Written problem:
Write out the material below exactly, beginning at the line that contains "det: lamp post | locate" and ending with its last line, both ends included; write nothing else.

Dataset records

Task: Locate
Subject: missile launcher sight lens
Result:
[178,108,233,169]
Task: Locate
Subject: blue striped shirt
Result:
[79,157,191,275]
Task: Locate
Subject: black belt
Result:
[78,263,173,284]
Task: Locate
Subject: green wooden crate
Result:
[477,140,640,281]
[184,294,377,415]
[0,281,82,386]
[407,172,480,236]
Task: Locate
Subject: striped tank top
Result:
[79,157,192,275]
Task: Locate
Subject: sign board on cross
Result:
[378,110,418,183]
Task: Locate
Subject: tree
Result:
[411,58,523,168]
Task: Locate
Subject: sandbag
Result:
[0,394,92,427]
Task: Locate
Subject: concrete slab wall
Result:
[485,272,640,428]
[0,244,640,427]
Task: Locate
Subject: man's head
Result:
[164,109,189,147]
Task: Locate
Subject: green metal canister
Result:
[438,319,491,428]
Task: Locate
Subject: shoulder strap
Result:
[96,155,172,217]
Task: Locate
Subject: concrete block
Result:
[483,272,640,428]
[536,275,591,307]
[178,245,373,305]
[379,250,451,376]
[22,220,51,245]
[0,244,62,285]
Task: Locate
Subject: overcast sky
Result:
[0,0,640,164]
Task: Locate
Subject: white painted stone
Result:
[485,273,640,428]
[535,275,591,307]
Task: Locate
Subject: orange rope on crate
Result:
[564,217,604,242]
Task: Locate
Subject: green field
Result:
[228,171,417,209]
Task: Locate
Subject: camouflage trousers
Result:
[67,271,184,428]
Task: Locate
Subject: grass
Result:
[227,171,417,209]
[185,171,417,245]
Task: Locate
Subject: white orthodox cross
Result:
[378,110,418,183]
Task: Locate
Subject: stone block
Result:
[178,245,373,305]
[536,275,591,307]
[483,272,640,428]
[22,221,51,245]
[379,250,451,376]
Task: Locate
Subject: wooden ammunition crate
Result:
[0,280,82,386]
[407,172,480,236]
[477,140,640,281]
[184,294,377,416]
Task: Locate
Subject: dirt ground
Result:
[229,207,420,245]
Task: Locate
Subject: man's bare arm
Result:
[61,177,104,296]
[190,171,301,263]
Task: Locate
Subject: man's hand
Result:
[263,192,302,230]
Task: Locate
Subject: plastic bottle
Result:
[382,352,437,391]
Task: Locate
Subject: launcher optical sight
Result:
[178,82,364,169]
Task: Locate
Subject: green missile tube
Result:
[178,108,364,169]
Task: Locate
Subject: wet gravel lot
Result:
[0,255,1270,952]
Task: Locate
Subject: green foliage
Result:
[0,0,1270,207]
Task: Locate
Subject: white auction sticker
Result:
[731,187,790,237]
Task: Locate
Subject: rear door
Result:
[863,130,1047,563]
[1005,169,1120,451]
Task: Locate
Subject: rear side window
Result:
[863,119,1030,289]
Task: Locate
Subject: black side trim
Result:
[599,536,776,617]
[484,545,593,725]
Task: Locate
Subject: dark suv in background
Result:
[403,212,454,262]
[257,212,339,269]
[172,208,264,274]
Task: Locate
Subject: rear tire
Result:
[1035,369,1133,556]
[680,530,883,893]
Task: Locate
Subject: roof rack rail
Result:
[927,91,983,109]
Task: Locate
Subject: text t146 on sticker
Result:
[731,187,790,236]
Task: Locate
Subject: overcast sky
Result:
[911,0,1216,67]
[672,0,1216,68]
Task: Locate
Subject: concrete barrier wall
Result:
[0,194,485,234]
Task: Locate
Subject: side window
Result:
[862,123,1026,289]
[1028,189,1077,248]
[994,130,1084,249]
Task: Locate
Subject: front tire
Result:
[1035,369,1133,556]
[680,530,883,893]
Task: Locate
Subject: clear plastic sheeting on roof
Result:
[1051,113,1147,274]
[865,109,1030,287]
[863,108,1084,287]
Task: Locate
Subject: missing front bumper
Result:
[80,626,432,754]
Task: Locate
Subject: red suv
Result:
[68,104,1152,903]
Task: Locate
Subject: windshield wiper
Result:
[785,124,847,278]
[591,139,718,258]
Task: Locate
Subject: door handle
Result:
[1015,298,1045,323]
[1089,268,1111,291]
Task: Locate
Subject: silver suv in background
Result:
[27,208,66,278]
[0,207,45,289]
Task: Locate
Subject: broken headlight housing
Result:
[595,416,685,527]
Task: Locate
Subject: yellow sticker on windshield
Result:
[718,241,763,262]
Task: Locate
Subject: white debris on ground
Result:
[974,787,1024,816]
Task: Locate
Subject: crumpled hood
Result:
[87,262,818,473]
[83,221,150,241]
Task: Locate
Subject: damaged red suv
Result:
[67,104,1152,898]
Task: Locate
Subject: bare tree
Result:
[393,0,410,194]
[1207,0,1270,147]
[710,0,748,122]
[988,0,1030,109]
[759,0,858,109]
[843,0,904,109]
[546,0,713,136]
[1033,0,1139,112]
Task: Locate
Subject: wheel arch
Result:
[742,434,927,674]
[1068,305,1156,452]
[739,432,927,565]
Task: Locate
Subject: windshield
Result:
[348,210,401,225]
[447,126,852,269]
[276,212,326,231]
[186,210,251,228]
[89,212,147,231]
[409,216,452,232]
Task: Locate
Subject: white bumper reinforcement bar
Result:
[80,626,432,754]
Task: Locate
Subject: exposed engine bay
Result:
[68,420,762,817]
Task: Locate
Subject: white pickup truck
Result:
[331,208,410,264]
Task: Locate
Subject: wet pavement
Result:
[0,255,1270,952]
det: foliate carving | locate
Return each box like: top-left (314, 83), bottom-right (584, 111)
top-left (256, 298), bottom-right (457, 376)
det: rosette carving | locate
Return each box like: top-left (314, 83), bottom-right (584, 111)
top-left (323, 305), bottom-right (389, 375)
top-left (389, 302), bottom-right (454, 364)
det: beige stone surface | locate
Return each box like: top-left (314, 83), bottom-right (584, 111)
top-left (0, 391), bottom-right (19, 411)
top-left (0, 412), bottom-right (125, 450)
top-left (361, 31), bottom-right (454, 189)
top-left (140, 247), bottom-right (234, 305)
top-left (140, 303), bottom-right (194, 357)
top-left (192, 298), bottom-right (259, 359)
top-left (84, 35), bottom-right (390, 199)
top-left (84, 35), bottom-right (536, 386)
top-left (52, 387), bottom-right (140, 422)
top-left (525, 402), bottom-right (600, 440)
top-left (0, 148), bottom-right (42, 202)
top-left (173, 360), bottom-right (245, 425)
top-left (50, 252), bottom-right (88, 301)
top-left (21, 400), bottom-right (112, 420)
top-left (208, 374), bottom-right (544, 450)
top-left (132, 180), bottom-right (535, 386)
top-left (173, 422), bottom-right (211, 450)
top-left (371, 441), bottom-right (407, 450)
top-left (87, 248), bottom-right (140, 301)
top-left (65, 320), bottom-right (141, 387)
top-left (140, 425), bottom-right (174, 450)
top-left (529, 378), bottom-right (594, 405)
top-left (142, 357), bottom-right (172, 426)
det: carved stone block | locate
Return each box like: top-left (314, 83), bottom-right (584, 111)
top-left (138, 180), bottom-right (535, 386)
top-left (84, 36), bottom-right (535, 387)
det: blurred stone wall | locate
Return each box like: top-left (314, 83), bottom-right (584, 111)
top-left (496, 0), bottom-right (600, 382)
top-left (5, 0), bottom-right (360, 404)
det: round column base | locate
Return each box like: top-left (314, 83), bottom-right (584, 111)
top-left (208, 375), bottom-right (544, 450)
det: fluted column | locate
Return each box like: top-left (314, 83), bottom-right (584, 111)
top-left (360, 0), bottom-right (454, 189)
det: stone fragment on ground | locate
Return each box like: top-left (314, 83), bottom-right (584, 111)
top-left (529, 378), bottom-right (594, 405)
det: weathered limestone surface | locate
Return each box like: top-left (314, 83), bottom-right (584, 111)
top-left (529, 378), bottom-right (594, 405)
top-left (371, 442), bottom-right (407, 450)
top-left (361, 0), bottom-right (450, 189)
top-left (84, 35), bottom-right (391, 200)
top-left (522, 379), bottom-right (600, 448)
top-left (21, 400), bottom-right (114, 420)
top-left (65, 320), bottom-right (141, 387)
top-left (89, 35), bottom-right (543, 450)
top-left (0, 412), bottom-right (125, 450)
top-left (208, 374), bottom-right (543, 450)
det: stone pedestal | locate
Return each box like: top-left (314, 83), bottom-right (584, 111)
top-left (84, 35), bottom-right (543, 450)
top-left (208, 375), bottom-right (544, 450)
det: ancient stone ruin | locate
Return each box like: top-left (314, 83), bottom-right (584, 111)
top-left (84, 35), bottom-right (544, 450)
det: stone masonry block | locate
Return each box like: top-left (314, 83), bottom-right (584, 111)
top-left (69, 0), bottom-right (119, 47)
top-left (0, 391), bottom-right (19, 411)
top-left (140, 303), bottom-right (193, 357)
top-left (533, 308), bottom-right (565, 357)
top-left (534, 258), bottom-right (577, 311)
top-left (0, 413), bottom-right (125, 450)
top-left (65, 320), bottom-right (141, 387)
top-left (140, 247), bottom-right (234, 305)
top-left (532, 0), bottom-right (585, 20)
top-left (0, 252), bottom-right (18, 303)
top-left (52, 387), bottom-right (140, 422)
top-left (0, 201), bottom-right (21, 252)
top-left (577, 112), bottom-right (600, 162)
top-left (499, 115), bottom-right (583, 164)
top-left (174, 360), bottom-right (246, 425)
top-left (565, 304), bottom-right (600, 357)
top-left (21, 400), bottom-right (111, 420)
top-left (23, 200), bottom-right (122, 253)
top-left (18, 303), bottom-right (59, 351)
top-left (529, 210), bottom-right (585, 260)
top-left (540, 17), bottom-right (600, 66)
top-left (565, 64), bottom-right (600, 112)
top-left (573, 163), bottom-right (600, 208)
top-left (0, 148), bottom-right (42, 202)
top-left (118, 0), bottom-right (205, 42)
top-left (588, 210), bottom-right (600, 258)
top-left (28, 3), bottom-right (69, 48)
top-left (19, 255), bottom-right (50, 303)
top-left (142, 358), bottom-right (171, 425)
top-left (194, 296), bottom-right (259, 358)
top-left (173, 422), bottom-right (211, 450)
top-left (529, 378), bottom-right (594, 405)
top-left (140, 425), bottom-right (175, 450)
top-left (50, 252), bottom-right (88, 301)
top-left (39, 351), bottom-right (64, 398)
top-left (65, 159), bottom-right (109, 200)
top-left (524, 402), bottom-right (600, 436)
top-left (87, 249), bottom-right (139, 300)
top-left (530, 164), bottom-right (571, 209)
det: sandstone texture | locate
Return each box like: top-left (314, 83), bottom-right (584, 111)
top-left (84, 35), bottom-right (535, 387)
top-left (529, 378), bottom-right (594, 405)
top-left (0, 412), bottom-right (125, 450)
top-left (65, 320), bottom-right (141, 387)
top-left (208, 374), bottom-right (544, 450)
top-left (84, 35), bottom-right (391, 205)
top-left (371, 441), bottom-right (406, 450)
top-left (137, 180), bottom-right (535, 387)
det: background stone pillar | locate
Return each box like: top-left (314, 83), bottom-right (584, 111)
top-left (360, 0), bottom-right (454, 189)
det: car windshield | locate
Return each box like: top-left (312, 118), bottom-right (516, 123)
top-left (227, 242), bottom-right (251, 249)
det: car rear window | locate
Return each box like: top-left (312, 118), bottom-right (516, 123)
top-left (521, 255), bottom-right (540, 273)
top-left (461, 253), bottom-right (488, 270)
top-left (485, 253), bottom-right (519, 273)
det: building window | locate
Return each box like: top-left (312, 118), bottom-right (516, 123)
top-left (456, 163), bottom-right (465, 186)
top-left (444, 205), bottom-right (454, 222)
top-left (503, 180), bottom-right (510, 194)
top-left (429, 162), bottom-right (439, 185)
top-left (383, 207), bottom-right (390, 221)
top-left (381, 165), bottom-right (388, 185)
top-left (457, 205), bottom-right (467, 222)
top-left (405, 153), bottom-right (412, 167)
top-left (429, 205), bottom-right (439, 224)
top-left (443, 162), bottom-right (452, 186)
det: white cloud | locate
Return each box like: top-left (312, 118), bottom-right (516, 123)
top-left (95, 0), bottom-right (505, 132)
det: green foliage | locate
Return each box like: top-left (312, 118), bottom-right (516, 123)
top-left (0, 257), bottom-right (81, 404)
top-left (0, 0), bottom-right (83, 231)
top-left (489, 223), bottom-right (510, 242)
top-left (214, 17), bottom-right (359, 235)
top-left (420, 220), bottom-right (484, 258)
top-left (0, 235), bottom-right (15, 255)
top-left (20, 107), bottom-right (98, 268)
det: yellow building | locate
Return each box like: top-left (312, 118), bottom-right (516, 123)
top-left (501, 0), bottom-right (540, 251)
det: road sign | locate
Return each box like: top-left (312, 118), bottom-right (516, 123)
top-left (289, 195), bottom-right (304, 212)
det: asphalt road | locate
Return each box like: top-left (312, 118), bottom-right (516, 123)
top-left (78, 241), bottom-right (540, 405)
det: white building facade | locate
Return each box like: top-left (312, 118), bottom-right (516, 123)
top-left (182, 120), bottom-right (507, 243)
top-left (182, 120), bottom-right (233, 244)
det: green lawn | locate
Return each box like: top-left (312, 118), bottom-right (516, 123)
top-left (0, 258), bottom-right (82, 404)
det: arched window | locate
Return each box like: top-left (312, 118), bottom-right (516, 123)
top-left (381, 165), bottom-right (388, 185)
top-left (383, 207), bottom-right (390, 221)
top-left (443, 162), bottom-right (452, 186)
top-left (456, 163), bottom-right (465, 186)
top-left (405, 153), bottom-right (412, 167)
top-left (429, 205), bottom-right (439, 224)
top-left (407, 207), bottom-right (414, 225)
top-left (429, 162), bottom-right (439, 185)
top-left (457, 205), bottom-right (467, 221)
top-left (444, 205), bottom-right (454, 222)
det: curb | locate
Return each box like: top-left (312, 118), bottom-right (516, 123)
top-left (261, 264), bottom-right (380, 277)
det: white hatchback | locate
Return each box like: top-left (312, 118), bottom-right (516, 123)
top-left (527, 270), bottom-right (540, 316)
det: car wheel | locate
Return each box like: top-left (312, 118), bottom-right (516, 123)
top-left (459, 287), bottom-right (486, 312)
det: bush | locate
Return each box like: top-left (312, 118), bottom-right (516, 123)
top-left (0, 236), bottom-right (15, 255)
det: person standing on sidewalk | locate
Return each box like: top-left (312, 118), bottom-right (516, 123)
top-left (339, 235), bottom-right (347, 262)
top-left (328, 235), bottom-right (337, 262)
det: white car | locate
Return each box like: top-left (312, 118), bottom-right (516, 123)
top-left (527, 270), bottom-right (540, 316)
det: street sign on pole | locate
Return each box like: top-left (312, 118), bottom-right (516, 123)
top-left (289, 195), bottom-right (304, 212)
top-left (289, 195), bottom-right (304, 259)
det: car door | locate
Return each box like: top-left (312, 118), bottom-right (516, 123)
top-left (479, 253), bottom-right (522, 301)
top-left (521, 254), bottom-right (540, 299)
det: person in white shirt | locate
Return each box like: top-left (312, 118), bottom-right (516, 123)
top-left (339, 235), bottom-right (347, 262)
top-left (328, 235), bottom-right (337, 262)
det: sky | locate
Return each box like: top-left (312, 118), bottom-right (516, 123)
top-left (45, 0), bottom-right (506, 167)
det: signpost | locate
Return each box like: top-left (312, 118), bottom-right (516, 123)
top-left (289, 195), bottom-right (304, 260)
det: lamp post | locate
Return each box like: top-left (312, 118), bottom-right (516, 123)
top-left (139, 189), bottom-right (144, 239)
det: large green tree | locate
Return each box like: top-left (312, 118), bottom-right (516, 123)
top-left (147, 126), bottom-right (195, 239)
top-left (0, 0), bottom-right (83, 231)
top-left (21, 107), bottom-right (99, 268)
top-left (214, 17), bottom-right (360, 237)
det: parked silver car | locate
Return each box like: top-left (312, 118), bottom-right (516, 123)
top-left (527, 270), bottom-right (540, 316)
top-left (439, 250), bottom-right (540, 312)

Response below:
det: lamp post | locate
Return each box like: top-left (312, 118), bottom-right (516, 123)
top-left (139, 189), bottom-right (144, 239)
det: large green tree | locate
Return each box like: top-left (312, 118), bottom-right (516, 123)
top-left (147, 126), bottom-right (195, 239)
top-left (0, 0), bottom-right (83, 231)
top-left (21, 107), bottom-right (99, 268)
top-left (214, 17), bottom-right (360, 237)
det: parked silver car | locate
Return each box like: top-left (312, 118), bottom-right (516, 123)
top-left (527, 270), bottom-right (540, 316)
top-left (439, 250), bottom-right (540, 312)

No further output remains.